● Consignes
a: Répondez à ces questions sur l'extrait sur le C.C.R.A. :
(i) Quel article du statut des fonctionnaires le Président a-t-il respecté ?
(ii) À quelle date le requérant a-t-il répliqué ?
(iii) D'après le requérant, pourquoi la Commission ne peut-elle pas être substituée au C.C.R.A. ?
b: Résumez l'extrait sur le C.C.R.A. en deux phrases.
c: Reprenez l'extrait sur le C.C.R.A. après sa dernière phrase et poursuivez-le.

● Extrait

2. Sur le fond, les conditions de légalité de la décision ont été réunies, le Président s’étant
conformé aux prescriptions de l’article 29 du statut des fonctionnaires et celles du
règlement d’exécution n° 5/96 du ler février 1996 ; qu’il en a été ainsi pour l’ensemble
des fonctionnaires de l’Union.
A ces réfutations, le requérant a répliqué le 29 août 1997 pour indiquer que l’argument tiré de
l’impossibilité de fait de réunir le C.C.R.A. ne saurait prospérer puisque au moment de la
désignation des membres dudit Comité, la Commission n’ignorait pas qu’ils seraient en fin de
stage probatoire en même temps que les fonctionnaires dont ils auraient à examiner les
dossiers. Que du reste, des fonctionnaires en fin de période probatoire ont été emmenés à
formuler des appréciations sur des stagiaires ; qu’en tout état de cause, en l’absence de texte,
la Commission ne peut être substituée au C.C.R.A., les deux structures ayant des attributions
différentes et n’offrant pas les mêmes garanties d’impartialité.

● Données sources
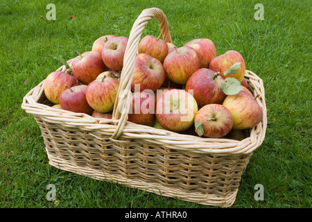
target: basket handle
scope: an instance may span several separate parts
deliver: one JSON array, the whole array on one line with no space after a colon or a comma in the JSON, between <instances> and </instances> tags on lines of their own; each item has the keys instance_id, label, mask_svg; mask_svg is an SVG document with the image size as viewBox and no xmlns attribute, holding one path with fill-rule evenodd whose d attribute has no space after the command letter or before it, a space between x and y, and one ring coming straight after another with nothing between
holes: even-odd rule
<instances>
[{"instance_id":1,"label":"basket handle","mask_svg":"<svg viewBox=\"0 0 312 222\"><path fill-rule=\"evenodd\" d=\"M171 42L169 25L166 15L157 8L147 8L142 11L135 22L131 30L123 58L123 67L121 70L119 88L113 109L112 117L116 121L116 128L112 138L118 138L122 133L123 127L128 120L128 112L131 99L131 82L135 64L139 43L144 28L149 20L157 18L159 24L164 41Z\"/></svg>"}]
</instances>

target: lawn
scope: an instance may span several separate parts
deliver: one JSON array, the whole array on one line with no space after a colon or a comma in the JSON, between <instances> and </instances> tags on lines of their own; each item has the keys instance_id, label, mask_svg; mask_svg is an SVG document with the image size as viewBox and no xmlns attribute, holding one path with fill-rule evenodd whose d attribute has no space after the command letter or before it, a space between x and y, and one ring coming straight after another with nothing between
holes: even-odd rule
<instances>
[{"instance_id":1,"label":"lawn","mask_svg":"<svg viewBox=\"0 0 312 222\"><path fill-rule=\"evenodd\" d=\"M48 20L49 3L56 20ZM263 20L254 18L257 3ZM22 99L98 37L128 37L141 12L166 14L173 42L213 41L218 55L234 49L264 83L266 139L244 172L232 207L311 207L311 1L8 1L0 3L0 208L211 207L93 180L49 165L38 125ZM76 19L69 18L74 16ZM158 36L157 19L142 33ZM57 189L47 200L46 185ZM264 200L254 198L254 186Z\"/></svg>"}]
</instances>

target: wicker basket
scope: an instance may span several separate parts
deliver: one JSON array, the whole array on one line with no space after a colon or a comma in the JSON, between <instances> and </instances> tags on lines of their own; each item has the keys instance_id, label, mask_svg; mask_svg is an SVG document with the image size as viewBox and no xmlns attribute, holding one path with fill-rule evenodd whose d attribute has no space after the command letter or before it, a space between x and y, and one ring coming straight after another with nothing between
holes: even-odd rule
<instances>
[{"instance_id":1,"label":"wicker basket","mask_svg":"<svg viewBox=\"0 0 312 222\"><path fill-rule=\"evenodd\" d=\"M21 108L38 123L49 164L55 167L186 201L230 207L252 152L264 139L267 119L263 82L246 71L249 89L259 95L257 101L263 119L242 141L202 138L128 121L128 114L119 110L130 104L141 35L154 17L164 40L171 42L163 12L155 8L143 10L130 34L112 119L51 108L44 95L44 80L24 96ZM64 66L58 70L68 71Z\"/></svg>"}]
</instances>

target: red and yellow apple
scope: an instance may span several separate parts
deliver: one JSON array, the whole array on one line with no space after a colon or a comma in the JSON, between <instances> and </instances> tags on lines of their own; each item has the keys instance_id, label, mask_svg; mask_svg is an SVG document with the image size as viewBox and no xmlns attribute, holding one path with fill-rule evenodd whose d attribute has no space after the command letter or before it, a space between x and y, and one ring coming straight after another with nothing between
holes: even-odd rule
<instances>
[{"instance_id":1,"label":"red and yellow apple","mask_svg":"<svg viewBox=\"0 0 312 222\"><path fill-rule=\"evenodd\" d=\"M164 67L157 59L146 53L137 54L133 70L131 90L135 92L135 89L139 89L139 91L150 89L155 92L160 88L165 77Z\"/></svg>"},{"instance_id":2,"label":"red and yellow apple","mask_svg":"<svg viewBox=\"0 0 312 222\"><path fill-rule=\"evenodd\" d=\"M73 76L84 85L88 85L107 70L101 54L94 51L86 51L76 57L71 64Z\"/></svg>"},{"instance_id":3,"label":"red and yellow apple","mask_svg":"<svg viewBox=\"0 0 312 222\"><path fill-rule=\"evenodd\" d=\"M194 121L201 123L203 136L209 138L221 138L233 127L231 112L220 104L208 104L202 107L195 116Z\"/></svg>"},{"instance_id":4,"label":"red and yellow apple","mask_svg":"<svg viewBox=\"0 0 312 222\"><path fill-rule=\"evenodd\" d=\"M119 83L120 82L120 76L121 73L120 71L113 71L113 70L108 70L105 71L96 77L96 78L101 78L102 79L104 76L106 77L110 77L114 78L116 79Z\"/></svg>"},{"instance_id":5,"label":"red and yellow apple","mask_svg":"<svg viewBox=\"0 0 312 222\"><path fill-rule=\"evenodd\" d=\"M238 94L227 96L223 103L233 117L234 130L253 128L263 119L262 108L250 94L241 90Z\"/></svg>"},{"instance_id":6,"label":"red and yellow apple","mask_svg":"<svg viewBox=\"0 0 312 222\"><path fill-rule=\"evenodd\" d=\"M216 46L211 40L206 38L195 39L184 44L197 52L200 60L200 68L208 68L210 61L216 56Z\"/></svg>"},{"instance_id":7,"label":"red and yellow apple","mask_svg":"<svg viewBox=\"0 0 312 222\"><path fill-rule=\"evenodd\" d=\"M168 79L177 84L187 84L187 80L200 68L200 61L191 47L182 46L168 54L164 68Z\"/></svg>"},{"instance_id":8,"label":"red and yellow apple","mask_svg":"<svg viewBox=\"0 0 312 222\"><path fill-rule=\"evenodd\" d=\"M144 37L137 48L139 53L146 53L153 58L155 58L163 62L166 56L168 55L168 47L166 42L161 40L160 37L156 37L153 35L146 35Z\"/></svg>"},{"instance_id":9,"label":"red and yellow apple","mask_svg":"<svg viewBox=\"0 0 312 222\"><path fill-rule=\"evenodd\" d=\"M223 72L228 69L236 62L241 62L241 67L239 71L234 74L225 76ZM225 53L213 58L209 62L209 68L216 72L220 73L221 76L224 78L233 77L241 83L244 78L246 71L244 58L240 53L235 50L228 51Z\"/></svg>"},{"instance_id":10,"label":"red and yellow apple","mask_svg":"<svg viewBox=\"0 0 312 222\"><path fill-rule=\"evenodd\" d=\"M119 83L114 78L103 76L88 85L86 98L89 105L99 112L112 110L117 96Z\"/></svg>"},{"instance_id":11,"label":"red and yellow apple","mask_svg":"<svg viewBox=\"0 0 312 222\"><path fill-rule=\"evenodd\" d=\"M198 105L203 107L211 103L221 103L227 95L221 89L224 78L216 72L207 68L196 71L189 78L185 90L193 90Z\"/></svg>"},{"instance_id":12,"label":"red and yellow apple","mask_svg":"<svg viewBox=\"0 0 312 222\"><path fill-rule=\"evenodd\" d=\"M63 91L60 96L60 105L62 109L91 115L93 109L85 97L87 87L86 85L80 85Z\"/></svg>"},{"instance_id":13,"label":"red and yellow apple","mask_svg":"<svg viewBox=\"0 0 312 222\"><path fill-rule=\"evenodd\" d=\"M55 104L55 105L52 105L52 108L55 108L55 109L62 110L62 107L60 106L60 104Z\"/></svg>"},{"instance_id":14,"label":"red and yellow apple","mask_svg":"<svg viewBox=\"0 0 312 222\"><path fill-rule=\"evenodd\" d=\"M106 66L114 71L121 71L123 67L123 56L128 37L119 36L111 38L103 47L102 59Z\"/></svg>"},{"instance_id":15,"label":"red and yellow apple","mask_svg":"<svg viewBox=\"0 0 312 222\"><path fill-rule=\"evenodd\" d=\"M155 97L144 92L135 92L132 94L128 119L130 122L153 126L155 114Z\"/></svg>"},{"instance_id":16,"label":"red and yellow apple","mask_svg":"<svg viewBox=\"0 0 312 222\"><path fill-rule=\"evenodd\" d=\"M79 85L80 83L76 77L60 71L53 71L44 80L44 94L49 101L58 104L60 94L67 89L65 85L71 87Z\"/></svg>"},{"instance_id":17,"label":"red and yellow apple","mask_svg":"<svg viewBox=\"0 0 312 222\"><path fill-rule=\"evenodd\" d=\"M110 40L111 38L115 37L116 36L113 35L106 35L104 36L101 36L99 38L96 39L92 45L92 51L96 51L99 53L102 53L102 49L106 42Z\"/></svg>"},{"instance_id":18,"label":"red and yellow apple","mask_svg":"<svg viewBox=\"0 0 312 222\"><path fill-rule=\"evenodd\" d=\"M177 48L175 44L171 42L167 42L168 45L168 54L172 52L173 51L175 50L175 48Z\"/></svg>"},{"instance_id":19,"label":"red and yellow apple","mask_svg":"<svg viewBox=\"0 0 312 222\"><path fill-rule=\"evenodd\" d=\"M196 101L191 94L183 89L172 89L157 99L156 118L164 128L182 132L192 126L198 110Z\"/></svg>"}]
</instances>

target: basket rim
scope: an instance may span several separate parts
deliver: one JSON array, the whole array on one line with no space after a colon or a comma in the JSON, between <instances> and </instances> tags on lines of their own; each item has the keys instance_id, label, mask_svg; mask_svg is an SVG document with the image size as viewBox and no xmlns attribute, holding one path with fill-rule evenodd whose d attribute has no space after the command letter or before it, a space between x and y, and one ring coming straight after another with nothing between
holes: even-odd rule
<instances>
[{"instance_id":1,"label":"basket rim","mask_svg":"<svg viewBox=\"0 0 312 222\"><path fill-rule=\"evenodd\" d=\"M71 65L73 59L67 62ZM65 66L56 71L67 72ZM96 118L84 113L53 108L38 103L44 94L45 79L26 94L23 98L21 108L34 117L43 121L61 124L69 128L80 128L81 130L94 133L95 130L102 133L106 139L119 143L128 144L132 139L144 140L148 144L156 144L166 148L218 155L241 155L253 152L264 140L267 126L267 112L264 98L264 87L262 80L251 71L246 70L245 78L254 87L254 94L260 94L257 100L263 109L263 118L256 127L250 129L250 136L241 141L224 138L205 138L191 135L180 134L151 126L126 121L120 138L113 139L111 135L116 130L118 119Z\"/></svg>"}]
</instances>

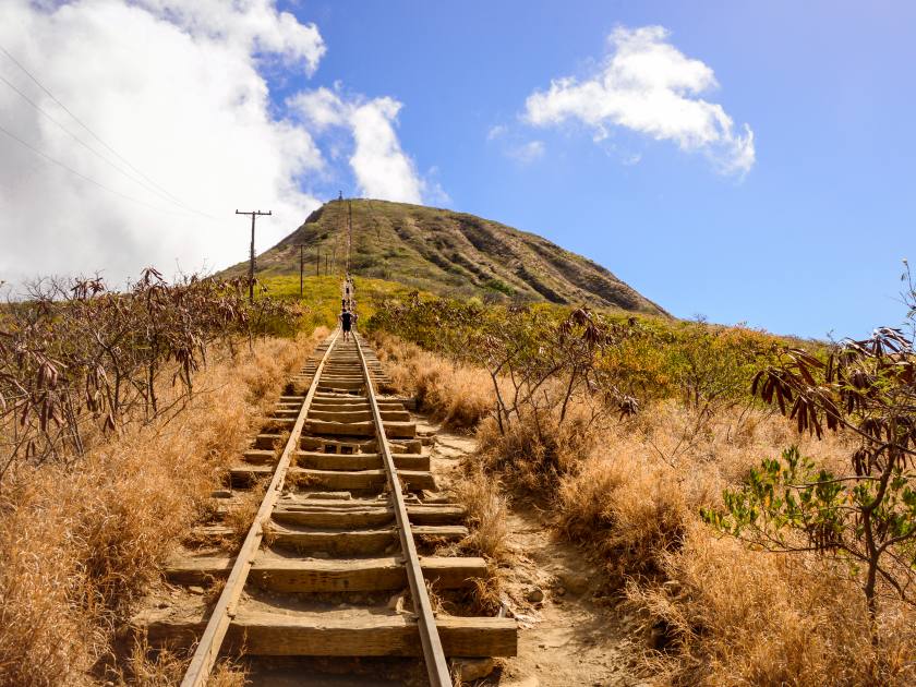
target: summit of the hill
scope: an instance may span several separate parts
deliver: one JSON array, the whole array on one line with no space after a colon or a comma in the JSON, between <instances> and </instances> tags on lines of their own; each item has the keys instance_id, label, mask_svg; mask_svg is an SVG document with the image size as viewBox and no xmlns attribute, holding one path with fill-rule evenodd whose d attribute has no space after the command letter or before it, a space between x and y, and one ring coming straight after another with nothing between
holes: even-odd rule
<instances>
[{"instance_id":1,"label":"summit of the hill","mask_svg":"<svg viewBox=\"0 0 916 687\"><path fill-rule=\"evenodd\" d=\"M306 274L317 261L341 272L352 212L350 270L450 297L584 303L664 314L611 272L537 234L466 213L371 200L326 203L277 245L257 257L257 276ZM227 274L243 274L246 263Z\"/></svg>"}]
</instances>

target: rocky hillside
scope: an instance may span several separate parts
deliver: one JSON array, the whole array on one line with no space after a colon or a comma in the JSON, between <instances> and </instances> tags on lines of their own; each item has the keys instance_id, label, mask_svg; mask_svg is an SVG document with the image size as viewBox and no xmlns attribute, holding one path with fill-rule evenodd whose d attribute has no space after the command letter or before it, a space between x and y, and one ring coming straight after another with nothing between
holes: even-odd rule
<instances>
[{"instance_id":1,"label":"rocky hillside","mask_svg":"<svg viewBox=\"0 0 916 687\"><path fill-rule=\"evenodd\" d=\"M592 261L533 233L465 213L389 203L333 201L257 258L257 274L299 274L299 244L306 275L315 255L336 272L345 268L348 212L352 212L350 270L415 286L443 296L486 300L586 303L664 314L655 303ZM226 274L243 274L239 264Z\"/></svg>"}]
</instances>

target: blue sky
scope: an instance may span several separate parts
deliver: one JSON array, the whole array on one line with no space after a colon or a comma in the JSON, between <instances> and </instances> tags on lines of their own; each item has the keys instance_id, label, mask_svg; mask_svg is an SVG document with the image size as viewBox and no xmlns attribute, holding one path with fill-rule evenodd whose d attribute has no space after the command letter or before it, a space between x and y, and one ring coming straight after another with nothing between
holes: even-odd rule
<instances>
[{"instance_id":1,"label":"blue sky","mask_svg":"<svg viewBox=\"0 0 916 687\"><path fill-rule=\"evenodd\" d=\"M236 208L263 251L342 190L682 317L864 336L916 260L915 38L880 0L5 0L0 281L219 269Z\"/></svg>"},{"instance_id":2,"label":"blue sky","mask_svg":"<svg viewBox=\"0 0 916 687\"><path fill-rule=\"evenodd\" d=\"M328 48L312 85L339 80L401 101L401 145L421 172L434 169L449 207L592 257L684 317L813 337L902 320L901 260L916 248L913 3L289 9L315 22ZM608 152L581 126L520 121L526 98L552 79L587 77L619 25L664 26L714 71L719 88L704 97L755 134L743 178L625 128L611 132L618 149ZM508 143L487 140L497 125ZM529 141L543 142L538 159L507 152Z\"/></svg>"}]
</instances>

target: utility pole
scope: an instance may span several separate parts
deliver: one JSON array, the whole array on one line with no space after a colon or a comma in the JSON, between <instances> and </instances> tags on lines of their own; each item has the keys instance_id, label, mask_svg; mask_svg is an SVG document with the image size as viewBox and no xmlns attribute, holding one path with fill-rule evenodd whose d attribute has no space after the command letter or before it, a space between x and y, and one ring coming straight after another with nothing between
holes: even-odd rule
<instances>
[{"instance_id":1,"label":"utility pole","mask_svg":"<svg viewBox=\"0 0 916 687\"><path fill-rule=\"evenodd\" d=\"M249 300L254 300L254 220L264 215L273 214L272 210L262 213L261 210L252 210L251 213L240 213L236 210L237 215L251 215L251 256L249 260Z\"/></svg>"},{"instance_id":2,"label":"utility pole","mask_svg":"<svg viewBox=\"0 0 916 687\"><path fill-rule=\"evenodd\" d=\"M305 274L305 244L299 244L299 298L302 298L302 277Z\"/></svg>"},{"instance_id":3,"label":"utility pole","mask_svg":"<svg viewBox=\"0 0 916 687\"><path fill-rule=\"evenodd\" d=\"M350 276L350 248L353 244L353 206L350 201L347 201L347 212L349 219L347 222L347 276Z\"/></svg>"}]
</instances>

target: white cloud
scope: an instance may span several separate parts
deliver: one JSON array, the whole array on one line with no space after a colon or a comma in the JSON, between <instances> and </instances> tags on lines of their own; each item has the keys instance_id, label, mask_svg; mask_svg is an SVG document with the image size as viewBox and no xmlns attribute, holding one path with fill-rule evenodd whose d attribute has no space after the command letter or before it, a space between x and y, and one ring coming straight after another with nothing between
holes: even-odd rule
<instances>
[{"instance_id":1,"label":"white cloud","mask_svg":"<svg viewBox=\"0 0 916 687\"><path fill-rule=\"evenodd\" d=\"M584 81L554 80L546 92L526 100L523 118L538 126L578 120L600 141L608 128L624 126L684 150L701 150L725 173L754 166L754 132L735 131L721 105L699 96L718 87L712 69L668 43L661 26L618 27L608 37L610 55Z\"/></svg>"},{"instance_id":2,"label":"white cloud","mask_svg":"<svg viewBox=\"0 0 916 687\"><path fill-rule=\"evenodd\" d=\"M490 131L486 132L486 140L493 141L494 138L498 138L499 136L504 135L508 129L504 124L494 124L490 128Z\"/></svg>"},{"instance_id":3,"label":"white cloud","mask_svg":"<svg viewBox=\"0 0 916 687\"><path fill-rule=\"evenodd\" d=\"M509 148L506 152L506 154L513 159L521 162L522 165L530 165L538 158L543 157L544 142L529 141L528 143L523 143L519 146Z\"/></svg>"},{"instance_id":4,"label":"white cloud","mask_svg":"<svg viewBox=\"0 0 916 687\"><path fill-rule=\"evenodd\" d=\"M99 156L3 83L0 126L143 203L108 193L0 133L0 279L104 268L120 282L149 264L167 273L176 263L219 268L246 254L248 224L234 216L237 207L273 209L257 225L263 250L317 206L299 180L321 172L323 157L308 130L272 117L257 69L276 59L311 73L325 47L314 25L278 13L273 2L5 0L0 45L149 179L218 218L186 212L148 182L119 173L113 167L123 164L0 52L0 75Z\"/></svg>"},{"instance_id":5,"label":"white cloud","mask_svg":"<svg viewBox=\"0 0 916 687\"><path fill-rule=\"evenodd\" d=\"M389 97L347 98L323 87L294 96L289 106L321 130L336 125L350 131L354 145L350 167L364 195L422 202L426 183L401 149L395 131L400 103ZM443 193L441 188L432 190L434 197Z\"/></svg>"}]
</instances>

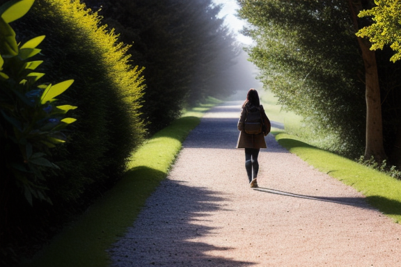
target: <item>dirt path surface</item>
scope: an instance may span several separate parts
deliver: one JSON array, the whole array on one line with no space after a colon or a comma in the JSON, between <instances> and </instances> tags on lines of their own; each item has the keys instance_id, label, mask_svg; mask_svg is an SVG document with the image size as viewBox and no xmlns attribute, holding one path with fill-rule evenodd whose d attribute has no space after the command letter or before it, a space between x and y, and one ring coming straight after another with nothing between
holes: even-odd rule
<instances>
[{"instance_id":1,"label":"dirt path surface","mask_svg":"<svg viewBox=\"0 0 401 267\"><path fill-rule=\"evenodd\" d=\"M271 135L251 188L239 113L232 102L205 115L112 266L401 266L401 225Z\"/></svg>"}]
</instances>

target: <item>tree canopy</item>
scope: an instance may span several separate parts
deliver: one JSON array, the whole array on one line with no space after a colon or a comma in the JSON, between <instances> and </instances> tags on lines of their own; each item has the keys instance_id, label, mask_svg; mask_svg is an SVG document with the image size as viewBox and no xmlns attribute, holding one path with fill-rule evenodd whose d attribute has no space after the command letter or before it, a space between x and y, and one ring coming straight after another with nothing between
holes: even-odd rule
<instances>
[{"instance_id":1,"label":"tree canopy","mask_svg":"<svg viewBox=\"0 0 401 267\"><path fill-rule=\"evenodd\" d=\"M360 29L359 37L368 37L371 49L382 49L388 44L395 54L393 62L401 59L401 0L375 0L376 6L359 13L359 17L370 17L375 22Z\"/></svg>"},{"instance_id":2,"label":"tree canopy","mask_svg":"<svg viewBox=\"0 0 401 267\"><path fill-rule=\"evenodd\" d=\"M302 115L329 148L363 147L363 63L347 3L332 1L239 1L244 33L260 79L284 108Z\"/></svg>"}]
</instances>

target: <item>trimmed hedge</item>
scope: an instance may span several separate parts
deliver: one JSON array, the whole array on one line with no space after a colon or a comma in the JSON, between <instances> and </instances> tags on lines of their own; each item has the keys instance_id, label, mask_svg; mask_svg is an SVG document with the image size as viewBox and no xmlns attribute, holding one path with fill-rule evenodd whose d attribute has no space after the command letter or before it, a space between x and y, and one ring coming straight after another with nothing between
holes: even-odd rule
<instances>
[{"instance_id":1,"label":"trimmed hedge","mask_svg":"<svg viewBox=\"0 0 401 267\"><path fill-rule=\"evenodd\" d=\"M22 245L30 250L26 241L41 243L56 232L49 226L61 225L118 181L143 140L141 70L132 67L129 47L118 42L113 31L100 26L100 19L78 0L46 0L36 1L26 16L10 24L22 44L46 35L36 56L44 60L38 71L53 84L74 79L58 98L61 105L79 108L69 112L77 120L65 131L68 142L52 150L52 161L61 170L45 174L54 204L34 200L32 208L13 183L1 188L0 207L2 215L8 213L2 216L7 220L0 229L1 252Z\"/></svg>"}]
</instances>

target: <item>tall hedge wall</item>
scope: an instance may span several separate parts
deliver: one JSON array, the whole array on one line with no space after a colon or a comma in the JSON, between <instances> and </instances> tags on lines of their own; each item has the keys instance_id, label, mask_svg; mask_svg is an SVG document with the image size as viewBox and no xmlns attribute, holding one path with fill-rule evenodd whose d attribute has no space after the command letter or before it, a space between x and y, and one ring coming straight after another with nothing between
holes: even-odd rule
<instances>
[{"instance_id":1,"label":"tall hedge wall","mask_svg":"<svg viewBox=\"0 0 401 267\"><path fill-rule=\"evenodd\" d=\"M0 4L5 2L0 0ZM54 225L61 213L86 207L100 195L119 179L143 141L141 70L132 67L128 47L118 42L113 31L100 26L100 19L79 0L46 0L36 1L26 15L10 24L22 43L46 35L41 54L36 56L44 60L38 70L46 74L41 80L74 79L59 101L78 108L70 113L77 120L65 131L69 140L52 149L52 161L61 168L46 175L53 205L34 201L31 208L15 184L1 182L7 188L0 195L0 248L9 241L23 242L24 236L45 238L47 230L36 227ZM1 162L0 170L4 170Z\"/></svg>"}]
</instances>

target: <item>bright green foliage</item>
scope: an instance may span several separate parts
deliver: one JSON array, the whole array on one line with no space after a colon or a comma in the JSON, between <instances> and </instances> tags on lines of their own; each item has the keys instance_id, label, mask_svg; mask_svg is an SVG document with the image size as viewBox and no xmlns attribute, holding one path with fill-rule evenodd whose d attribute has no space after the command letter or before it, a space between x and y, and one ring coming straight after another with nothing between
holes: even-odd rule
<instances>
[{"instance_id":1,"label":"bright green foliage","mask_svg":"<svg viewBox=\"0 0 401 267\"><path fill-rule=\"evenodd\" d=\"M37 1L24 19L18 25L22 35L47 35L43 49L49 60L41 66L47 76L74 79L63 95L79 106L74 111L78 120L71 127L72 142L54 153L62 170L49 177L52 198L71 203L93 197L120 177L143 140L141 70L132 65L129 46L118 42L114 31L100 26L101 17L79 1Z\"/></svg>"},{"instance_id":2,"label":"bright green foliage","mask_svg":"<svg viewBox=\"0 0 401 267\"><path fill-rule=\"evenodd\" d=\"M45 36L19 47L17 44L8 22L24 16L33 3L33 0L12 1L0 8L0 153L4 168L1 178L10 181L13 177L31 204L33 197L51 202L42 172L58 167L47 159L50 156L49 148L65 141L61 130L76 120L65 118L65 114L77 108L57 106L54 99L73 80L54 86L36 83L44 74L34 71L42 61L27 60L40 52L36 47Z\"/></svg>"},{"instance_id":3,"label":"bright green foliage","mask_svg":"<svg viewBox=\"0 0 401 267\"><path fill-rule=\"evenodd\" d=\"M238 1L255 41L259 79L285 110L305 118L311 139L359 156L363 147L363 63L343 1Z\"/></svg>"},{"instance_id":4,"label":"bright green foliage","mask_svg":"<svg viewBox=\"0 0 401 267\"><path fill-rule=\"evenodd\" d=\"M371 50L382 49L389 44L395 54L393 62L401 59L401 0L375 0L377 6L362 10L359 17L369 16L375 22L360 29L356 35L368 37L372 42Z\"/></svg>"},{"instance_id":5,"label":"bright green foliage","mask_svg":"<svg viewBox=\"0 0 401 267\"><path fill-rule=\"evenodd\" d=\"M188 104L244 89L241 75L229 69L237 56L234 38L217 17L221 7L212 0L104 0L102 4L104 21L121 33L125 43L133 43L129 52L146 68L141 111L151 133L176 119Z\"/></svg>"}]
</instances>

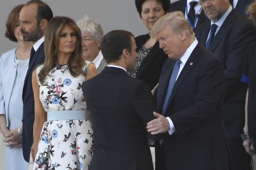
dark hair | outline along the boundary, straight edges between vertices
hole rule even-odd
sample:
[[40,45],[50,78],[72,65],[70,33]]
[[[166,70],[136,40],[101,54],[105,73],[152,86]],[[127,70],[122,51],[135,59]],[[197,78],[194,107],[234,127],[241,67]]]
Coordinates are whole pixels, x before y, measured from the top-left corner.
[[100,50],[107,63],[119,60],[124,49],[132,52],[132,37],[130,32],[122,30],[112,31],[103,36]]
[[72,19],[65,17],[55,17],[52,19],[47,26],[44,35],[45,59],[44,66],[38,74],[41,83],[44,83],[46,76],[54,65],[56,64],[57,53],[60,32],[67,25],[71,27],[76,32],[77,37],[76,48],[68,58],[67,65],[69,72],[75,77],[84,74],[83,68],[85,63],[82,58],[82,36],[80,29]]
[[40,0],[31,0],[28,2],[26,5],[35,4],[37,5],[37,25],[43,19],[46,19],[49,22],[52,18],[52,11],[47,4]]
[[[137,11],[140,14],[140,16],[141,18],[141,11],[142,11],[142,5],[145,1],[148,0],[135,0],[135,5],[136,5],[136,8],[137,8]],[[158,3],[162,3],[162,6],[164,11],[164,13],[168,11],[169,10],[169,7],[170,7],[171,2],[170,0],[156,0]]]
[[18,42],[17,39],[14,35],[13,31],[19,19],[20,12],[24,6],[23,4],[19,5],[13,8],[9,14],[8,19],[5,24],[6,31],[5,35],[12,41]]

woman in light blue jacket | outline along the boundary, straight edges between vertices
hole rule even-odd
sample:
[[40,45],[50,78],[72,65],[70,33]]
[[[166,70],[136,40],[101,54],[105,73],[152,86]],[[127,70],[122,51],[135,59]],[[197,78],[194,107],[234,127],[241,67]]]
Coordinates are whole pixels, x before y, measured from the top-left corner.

● Réponses
a:
(i) L'article 29 du statut des fonctionnaires.
(ii) Le 29 août 1997.
(iii) Les deux structures ont des attributions différentes et n'offrent pas les mêmes garanties d'impartialité.

b: Sur le fond, les conditions de légalité de la décision sont présentées comme réunies : le Président s'est conformé à l'article 29 du statut des fonctionnaires et au règlement d'exécution n° 5/96. Le 29 août 1997, le requérant a répliqué que l'impossibilité de fait de réunir le C.C.R.A. ne pouvait pas être invoquée, puisque la Commission savait dès la désignation des membres du Comité qu'ils seraient en fin de stage probatoire, et qu'en l'absence de texte la Commission ne pouvait pas se substituer au C.C.R.A.

c:
Qu’en ce qui concerne le fond, la fiche d’évaluation ayant servi de base à la décision querellée
présente le requérant comme un agent « sans esprit d’initiative et incapable de faire des
propositions concrètes et cohérentes dans son domaine de compétence » alors que durant toute
la période de son stage, il n’a cessé de prendre des initiatives et de faire des propositions
concrètes d’action :
- proposition de programme ;
- programme de communication détaillé comportant une série d’actions à court, moyen et
long terme avec des objectifs précis ;
- proposition d’actions particulières.
Que tout cela est resté sans suite malgré ses relances.
Qu’en dépit de cela, il a réalisé :
- une revue de presse hebdomadaire à l’intention du personnel ;
- des points de presse et articles.
Que ses supérieurs hiérarchiques qui étaient le Directeur du Secrétariat Général, lui-même
stagiaire du reste, et le Président de la Commission ne l’ont ni dirigé, ni conseillé, ni
encouragé au cours de son stage comme il leur incombait de le faire. Que c’est donc sans
objectivité que son travail a été jugé.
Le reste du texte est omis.